§ **Stored records**:
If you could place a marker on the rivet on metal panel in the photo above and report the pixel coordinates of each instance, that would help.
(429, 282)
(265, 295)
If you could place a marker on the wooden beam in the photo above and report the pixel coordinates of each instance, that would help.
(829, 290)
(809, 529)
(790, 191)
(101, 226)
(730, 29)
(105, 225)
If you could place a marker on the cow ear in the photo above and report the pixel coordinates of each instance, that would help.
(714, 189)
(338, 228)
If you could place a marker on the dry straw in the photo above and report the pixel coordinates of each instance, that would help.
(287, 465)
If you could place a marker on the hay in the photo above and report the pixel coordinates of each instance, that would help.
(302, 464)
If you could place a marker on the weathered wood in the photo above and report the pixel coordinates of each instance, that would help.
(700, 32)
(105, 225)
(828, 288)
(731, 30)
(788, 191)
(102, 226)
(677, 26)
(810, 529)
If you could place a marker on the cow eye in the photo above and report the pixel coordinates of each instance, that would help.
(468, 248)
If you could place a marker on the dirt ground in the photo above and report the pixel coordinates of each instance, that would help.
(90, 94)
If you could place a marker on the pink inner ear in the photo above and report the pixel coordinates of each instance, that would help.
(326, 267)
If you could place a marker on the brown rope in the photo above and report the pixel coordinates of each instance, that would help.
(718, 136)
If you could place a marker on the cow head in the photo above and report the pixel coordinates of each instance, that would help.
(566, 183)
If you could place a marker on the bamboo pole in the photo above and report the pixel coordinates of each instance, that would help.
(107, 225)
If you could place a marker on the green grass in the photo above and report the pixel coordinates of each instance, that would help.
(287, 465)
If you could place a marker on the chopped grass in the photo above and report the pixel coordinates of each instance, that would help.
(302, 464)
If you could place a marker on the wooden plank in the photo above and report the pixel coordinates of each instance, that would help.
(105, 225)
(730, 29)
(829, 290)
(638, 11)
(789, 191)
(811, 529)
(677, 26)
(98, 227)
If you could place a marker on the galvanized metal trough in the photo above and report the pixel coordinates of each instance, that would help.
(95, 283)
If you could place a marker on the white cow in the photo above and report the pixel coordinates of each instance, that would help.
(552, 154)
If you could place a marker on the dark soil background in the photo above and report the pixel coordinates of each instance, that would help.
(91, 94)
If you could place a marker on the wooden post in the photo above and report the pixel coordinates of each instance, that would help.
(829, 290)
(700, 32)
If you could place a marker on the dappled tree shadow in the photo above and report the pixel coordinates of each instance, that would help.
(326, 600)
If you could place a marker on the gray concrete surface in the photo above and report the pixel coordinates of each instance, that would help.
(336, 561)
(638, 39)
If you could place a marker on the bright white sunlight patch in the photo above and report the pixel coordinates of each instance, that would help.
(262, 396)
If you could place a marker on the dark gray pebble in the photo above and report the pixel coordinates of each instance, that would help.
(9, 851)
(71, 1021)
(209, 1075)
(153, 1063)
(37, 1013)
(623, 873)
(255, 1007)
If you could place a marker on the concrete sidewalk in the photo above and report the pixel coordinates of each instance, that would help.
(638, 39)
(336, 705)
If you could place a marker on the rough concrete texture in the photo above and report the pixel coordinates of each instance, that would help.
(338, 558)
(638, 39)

§ **Written task**: Give the records above as a JSON list of strings, one string per line, omitting blank lines.

§ **Problem solution**:
[
  "If you could place a marker on the rivet on metal panel in the photo above and report the pixel coordinates of each instance, that would help.",
  "(429, 282)",
  "(265, 295)",
  "If you could place a marker on the wooden beam in the photo above and report the pixel coordinates of each instance, that would help.",
  "(829, 290)",
  "(809, 529)",
  "(790, 191)",
  "(101, 226)",
  "(730, 29)",
  "(105, 225)",
  "If you could place a marker on the cow ear in the photo above and report the pixel coordinates of each instance, that would help.",
  "(714, 189)",
  "(338, 228)",
  "If you could place a marker on the dry straw in the photo above and report the pixel coordinates of each instance, that would help.",
  "(287, 465)",
  "If you could place a marker on the hay in the photo above and report the pixel coordinates of each instance, that would help.",
  "(302, 464)",
  "If you could place a marker on the weathered wood in the photo above and report the pixel coordinates of each instance, that would help.",
  "(700, 32)",
  "(105, 225)",
  "(828, 288)",
  "(731, 30)",
  "(788, 191)",
  "(102, 226)",
  "(677, 26)",
  "(810, 529)",
  "If you could place a marker on the cow eye in the photo above and report the pixel coordinates of each instance, that would help.",
  "(468, 248)",
  "If you could place a marker on the dirt ground in the photo above and report the pixel coordinates of each instance, that would help.",
  "(90, 94)",
  "If you could place a marker on the pink inner ear in the photo above and report the pixel coordinates of each instance, that would help.",
  "(326, 267)",
  "If you could place a marker on the brown rope in the photo above and report the pixel coordinates of each instance, that would help.",
  "(718, 136)",
  "If you could place a marker on the cow head in the photo above and report the pixel coordinates of each instance, that would help.",
  "(566, 183)",
  "If you could place a marker on the bamboo pole in the photo above and report the pixel coordinates of each instance, that would help.",
  "(107, 225)",
  "If you could place a marker on the green grass in the photo above and report the pixel coordinates of each instance, that would help.",
  "(287, 465)",
  "If you could place a marker on the chopped grass in the photo above and report the pixel coordinates of each instance, that would help.",
  "(302, 464)",
  "If you could place a marker on the wooden plank in the photo above and report the pixel coordinates of each instance, that would help.",
  "(105, 225)",
  "(730, 29)",
  "(829, 290)",
  "(638, 11)",
  "(789, 191)",
  "(811, 529)",
  "(677, 26)",
  "(98, 227)",
  "If you could place a marker on the galvanized metal trough in the photo above and report the pixel coordinates of each instance, that would help.",
  "(95, 283)",
  "If you could place a marker on the white cow in the photo above and report the pixel coordinates of each instance, that would help.",
  "(552, 154)",
  "If you could place a marker on the dark soil background in the photo above and report the pixel coordinates of each instance, that would help.",
  "(91, 94)",
  "If you could place a marker on the wooden post in the photo above and report the pixel coordinates of each instance, that would help.",
  "(829, 290)",
  "(700, 32)",
  "If you could place a marker on the dappled tree shadow in the photo above and report the pixel coordinates of each instance, that would help.",
  "(326, 600)",
  "If you could place a marker on the gray concrete surface in the photo above and report the pixel coordinates of each instance, that would help.",
  "(336, 561)",
  "(638, 39)",
  "If you could place a marker on the bright white sunlight patch in the photo above and report the pixel coordinates of each instance, that would help.",
  "(262, 396)",
  "If you could place a marker on the dark gray pebble in the photo above and report the pixel coordinates of each instance, that would help.",
  "(9, 851)",
  "(71, 1021)",
  "(209, 1075)",
  "(153, 1063)",
  "(37, 1013)",
  "(623, 873)",
  "(255, 1007)",
  "If you could place a marker on the concrete sidewalk in the photo above and report the pixel coordinates of each instance, that would help.",
  "(638, 39)",
  "(336, 705)",
  "If you could place a marker on the rough concrete texture in the photo above and report the pixel coordinates of each instance, that would help.",
  "(338, 558)",
  "(638, 39)"
]